## start Items
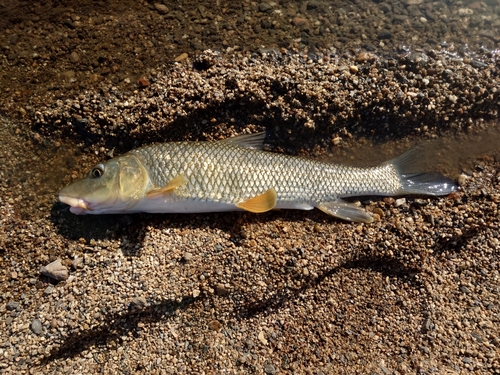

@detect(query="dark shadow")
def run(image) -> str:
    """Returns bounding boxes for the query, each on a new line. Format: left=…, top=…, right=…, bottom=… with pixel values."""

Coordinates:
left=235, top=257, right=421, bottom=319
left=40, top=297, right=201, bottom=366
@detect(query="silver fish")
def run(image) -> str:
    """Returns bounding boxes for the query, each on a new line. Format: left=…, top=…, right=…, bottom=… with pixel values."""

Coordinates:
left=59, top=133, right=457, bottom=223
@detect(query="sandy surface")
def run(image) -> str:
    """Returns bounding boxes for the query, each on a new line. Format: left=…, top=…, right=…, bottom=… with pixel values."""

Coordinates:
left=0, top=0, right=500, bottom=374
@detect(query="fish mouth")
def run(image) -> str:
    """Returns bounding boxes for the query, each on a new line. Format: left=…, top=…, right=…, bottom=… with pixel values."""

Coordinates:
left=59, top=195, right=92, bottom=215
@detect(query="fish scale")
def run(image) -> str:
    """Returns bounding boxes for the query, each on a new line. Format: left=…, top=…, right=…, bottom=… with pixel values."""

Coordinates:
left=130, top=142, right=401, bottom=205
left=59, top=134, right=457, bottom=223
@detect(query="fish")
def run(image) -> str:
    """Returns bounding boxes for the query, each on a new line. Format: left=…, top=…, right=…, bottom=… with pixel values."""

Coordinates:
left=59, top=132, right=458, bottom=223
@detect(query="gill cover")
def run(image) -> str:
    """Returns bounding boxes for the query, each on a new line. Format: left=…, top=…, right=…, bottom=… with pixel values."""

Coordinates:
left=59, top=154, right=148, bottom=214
## end Items
## start Items
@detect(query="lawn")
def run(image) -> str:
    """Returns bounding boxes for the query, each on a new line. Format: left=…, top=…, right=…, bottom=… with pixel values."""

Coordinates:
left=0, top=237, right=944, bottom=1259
## end Items
## start Items
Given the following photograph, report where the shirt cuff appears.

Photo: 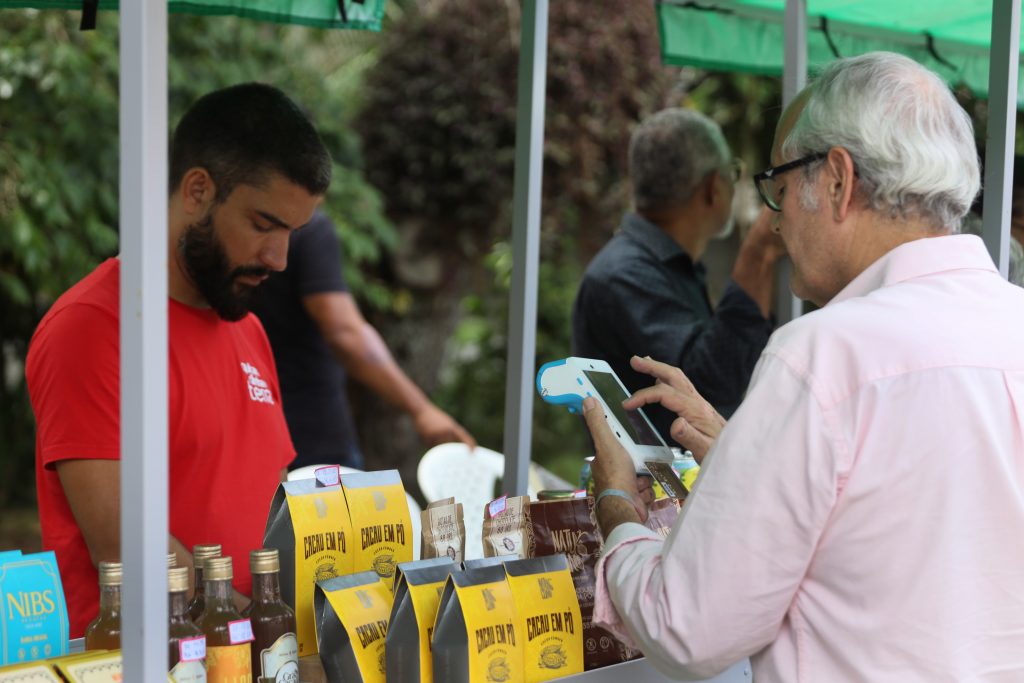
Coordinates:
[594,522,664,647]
## end Items
- _Stated goal_
Count the lines in the rows above that contain the string "detect". Case counts. Reply with the number alone.

- _Exercise solution_
8